What you should do ▸ Write out the items below again, switching "Keep to this form and nothing else" to "Use only this format" everywhere it occurs. Leave all other text unchanged.

----- Material

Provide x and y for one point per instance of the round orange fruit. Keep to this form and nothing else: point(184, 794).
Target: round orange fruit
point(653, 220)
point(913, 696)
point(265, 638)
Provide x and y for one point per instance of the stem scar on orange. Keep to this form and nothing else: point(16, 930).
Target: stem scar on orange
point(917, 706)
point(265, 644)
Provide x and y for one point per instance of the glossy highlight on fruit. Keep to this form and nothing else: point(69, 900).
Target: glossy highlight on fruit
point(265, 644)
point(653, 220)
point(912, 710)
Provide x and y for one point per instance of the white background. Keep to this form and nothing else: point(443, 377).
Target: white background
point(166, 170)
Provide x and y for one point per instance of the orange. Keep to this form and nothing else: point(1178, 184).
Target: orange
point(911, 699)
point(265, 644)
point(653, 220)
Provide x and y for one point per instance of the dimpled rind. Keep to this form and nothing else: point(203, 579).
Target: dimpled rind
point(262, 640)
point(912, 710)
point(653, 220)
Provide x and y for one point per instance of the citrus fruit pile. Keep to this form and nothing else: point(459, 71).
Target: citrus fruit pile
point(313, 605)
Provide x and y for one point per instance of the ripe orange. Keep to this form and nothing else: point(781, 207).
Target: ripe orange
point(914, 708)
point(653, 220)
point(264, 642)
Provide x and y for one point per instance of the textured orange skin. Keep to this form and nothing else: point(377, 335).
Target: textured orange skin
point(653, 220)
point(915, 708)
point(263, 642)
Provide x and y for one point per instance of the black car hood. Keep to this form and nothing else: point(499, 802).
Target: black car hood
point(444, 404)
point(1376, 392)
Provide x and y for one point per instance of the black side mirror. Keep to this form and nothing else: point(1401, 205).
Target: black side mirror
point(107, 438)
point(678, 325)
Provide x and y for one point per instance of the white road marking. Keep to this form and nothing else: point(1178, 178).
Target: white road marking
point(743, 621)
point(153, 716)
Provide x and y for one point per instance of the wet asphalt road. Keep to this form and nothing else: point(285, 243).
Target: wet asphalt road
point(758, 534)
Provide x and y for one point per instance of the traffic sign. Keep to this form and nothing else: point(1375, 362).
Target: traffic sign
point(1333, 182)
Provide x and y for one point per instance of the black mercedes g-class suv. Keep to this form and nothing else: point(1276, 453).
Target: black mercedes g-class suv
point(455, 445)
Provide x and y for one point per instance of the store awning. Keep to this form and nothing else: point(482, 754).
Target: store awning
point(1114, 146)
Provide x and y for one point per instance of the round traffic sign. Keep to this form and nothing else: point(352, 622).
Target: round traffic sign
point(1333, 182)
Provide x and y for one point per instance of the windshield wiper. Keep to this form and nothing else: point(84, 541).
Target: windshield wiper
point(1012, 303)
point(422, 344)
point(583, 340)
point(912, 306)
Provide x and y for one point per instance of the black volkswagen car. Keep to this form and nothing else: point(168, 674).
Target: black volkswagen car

----------

Task answer ▸
Provide x and y for one point per instance of the round orange fruit. Use only this format: point(184, 794).
Target: round orange fruit
point(653, 220)
point(913, 696)
point(265, 638)
Provide x and y for one point per instance of the stem scar on orange. Use only this format: point(16, 930).
Target: stem scar on orange
point(917, 706)
point(265, 644)
Provide x and y for one point per instance of the glossy highlight on fruit. Use only this format: point(69, 900).
Target: glossy highlight on fruit
point(265, 644)
point(653, 220)
point(912, 710)
Provide x and y for one point per instance of the white background. Use only this format: point(443, 377).
Target: white background
point(166, 170)
Provide x and y for one point per instance of the orange. Use only this format: point(1178, 184).
Target: orange
point(911, 699)
point(265, 644)
point(653, 220)
Provide x and y for one point per instance of the dimpled rind. Use only this format: point(203, 579).
Target: dimpled rind
point(262, 640)
point(912, 710)
point(653, 220)
Provide x and y for one point per instance of the citrus fruit pile. Use only this format: point(459, 71).
Target: citrus fruit pile
point(313, 605)
Provide x and y for one point per instance of the ripe orange. Use only this format: point(781, 207).
Target: ripe orange
point(914, 708)
point(653, 220)
point(264, 642)
Provide x and y for one point per instance of the textured orange skin. Use only this format: point(377, 335).
Target: textured orange skin
point(653, 220)
point(915, 708)
point(263, 642)
Provide x and y for one point per instance of the black car hood. Use only this format: point(499, 802).
Target: black car hood
point(444, 404)
point(1376, 392)
Provide x and y for one point per instance of the black side mirror. Use only this format: point(1401, 205).
Target: black side mirror
point(107, 438)
point(678, 325)
Provide x and y for one point per instance of the white road marking. Use only this format: point(1178, 178).
Target: white road marking
point(743, 621)
point(153, 716)
Provide x and y for one point per instance of the wet asphalt road. Use only this format: point(285, 243).
Target: wet asphalt road
point(758, 534)
Provide x and y for one point per instance of the traffic sign. Use only this format: point(1375, 362).
Target: traffic sign
point(1333, 182)
Provide x and y for one point per instance of the black mercedes g-class suv. Use only this format: point(1276, 453).
Target: black mercedes g-class suv
point(455, 445)
Provide x and y for one point per instance of the store awning. Use only this format: point(482, 754).
Target: store awning
point(1114, 146)
Provide x and y for one point per instance of the round traffic sign. Use only this format: point(352, 622).
Target: round traffic sign
point(1333, 182)
Provide x and y for one point per instance of the windshield wiper. Use only this format: point(84, 541).
Target: windshield wiper
point(1012, 303)
point(422, 344)
point(583, 340)
point(912, 306)
Provide x and y for one point per instance of the black volkswagen car. Use only this format: point(168, 674).
Target: black volkswagen car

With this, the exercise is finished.